= Raw data =
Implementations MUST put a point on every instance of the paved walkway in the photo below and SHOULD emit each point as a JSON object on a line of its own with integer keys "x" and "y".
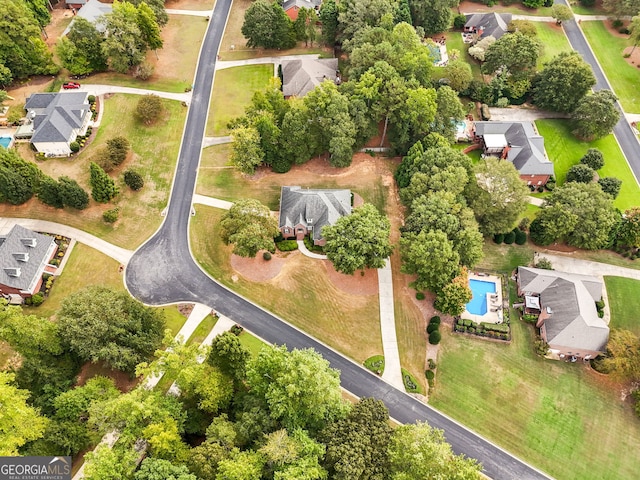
{"x": 122, "y": 255}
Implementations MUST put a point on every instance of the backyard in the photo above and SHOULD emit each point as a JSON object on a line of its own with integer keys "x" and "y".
{"x": 155, "y": 151}
{"x": 564, "y": 150}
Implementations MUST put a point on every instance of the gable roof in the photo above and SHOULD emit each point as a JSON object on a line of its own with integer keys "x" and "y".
{"x": 55, "y": 116}
{"x": 570, "y": 301}
{"x": 313, "y": 207}
{"x": 301, "y": 76}
{"x": 492, "y": 24}
{"x": 23, "y": 256}
{"x": 526, "y": 146}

= Exercise objective =
Copy each line exactly, from the line containing "of the backyard" down to the last line of the material, and no other lines.

= Answer to this exercise =
Implementations MUST put a point on every instance of the backyard in the photo above and SHOULD emit each point as a JSON object on a line of its own with integer keys "x" and "y".
{"x": 155, "y": 151}
{"x": 564, "y": 150}
Implementations MUST put a point on every instance of the gable roof in the photo above and SHOULD emit each point as a JSON object on a line of its own with integer keys "x" and "y".
{"x": 55, "y": 116}
{"x": 570, "y": 301}
{"x": 313, "y": 207}
{"x": 301, "y": 76}
{"x": 492, "y": 24}
{"x": 23, "y": 256}
{"x": 526, "y": 146}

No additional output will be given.